* [Requirements]
**A.** In the biography of Marmaduke H. Dent, whom did he marry, and in what year?
**B.** Reproduce word for word the part of the biography of Marmaduke H. Dent that begins with "Marmaduke Herbert Dent" and ends after "and a daughter.".

Justice of the West Virginia Supreme Court of Appeals
- In office Jan. 1, 1871 – June 1, 1881
- Preceded by: James F. Brown
- Succeeded by: Frank Cox

Personal details
- Born: April 18, 1849 Granville, Virginia
- Died: September 11, 1909 (aged 60) Grafton, Taylor County, West Virginia
- Party: Democratic
- Relatives: Marshall Dent
- Education: West Virginia University
- Profession: Politician, lawyer, judge

= Marmaduke H. Dent =

American judge

Marmaduke Herbert Dent (April 18, 1849 - September 11, 1909) was a West Virginia soldier, lawyer, politician and judge of the West Virginia Supreme Court of Appeals (1893-1904).

==Early and family life==

Born in Granville, Monongalia County, Virginia in 1848 to the former Mary C. ("Carrie") Roberts and her husband Marshall M. Dent, who was a newspaper editor in Morgantown, the county seat of Monongalia County. His grandfather, Dr. D.W. Roberts, was an early Republican, including a delegate to the 1860 Republican National Convention which nominated Abraham Lincoln for President in 1860, but Marmaduke Dent would be a lifelong Democrat and Populist. He married Mary J. Warder in 1876 and they had a daughter. The family also included elder and younger brothers and a daughter.

[Pointing dataset excerpts]
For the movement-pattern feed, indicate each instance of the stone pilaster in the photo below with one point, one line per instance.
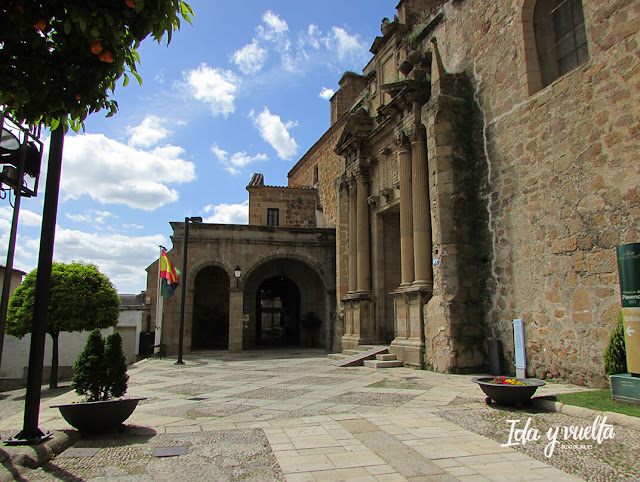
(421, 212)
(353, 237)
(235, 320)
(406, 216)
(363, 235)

...

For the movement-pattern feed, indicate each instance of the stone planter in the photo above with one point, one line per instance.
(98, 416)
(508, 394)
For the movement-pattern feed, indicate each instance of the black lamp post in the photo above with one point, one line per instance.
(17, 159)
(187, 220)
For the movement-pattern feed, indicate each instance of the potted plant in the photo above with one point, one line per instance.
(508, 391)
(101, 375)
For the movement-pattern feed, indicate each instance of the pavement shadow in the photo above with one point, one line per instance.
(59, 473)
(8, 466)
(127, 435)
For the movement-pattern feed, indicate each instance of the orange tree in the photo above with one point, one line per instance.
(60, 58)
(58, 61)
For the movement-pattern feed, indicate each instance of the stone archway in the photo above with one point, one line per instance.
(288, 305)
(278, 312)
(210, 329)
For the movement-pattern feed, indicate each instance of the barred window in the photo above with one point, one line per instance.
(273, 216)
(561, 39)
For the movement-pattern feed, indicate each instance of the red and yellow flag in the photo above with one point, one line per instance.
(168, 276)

* * *

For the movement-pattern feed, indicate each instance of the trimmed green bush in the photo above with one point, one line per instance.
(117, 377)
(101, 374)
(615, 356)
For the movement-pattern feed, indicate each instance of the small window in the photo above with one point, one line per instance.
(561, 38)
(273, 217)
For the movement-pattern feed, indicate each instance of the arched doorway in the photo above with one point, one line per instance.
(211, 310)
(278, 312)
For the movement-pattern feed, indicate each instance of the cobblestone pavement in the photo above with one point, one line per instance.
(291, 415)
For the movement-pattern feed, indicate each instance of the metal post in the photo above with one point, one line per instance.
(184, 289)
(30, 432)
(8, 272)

* [List of solutions]
**A.** He married Mary J. Warder in 1876.

**B.**
Marmaduke Herbert Dent (April 18, 1849 - September 11, 1909) was a West Virginia soldier, lawyer, politician and judge of the West Virginia Supreme Court of Appeals (1893-1904).

==Early and family life==

Born in Granville, Monongalia County, Virginia in 1848 to the former Mary C. ("Carrie") Roberts and her husband Marshall M. Dent, who was a newspaper editor in Morgantown, the county seat of Monongalia County. His grandfather, Dr. D.W. Roberts, was an early Republican, including a delegate to the 1860 Republican National Convention which nominated Abraham Lincoln for President in 1860, but Marmaduke Dent would be a lifelong Democrat and Populist. He married Mary J. Warder in 1876 and they had a daughter. The family also included elder and younger brothers and a daughter.